Archive for The Project

Cultural Studies

// June 17th, 2009 // No Comments » // The Project, WaterStories

“You have not talked to me all day,” Evans Chiyenge says to me in his beautiful lilting accent.

It’s true. I hadn’t. This morning when arrived at CAWST, I’d tried to get away with the style of North American coldness that is so commonplace here, it’s no longer rude. The kind where you arrive, nod once as a vague catch-all greeting to everyone in the room, sit down and stare at your pen.

That stuff doesn’t wash with Evans.

“You Westerners are very time-conscious and money-conscious,” he said later in the group discussion. “Where I come from, people value relationships. You must show concern for the people’s family. Ask after their health. You must talk about things totally unrelated to your business, then they will cooperate.”

At lunch, I decided to drop all my afternoon plans and share a meal with my soon-to-be-host in Zambia.

“In Zambia, every conversation begins with family and ends with family,” Tal, CAWST’s technical advisor for Africa, told me later. So, my cheeks hot with the realization that I’d already been terribly rude, I asked about Evans’ family.

I learned he has four biological children and four adopted children, all of them AIDS orphans from cousins or siblings. “Everyone in Zambia is affected by the AIDS. Even if you are not infected, you are affected.”

He tells me with pride about his daughters, all of whom he says are breel-yant. He thanks God for that – he wouldn’t have been able to afford their school fees if they hadn’t been awarded the scholarships that have since allowed them to study medicine, accounting and evironmental engineering in the US.

REQUIRED WORK:
1. Can you condense the paragraph beginning "I learned he has" in the post about Evans Chiyenge into a short list that keeps its main facts?
2. Could you write what comes next in the post about Evans Chiyenge, picking up after the sentence about his daughters' scholarships?

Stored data

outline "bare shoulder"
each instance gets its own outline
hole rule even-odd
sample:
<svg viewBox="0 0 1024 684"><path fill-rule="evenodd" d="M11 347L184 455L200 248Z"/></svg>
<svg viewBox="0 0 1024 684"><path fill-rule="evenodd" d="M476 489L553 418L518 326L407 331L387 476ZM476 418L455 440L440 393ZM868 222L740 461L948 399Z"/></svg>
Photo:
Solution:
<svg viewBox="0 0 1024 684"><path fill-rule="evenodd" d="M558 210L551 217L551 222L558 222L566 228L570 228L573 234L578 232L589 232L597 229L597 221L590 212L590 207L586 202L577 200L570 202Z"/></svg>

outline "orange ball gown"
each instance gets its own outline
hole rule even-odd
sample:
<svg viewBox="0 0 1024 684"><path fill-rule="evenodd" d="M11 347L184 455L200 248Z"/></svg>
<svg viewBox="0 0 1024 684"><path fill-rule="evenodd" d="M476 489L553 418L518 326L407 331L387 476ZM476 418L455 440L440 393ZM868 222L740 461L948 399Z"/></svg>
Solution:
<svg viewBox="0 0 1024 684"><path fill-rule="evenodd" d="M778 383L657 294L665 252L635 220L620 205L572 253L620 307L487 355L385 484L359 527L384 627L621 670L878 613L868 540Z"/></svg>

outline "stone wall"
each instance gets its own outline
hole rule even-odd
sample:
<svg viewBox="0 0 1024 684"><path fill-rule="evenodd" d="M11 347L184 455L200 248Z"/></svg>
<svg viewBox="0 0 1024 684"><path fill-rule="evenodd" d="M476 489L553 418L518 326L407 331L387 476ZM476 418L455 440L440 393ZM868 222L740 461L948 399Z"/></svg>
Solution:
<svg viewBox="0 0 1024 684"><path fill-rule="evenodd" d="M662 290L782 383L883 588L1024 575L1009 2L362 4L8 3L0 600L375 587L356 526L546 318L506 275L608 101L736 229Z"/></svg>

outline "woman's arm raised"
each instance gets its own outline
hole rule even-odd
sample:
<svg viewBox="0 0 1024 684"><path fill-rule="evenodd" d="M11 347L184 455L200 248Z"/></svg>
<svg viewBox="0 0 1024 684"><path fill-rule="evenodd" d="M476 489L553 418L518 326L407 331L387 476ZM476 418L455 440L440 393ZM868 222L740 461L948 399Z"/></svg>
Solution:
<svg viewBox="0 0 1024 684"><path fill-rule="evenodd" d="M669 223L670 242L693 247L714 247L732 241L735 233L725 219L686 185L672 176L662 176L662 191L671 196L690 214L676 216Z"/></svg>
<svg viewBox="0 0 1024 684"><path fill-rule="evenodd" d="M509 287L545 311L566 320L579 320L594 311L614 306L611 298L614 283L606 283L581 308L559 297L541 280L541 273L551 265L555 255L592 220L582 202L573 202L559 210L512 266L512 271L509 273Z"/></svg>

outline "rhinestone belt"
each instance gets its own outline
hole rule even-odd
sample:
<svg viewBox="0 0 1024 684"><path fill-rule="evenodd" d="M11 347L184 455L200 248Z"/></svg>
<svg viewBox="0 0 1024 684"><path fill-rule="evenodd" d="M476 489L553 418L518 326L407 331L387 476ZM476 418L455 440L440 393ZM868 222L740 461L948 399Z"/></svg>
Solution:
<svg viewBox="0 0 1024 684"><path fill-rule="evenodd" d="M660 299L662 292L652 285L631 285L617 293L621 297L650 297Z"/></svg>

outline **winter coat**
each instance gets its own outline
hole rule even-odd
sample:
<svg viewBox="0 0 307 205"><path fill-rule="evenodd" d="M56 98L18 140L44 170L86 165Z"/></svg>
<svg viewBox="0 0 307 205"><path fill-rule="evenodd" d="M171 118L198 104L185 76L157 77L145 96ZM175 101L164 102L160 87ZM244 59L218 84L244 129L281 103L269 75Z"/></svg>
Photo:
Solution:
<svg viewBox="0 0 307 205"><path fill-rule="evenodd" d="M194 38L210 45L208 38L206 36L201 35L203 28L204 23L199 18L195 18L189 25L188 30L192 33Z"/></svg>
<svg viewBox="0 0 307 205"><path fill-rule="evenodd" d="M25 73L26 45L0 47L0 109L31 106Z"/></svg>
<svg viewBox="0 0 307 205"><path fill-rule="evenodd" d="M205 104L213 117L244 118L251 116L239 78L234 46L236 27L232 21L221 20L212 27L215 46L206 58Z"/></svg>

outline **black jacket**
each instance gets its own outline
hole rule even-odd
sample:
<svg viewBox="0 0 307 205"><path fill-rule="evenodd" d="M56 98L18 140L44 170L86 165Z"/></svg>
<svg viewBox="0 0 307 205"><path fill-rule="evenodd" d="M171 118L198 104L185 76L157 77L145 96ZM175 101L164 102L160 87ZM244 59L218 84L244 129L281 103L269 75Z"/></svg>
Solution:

RESPONSES FOR EACH TASK:
1.
- Evans has four biological children and four adopted children.
- The adopted children are AIDS orphans from his cousins or siblings.
- He says everyone in Zambia is affected by AIDS, even those who are not infected.

2.
“We haven’t been as lucky with the boys,” he says, crinkling up his nose.

One is many years behind in his schooling. “Because he is lazy. All he wants to do is watch soccer. I got rid of the TV. If I didn’t, he would be watching soccer right now.”

The eldest son is in jail, serving fifteen years for drug-related charges. Evans’ wife, a lawyer, will try to get him out next year. I was shocked at the length of the jail term, but Evans says it’s been good for him. “He was always so rebellious. When his parents died, he wouldn’t listen to us. ‘You are not my parents,’ he would say. Now he has changed.”

Evans has a serious face that turns boyish when he smiles. He is over 50 but looks barely a day over 30 – too young for his ‘last-born’ son to be seventeen years old. He lives in Lusaka, but says he’ll make sure to be in Ndola when we are there. This is no small feat for Evans – he’s traveled nine out of the past twelve months getting the new Manzi (Water) Centre up and running, and training people in six other African countries. He is tired, but proud of what they’d already accomplished.

I stand to leave as the afternoon’s group shuffles in and sits down. I offer Evans my hand, thanking him for speaking with me. He lets go of my hand, reaches around me and pulls me into a hug.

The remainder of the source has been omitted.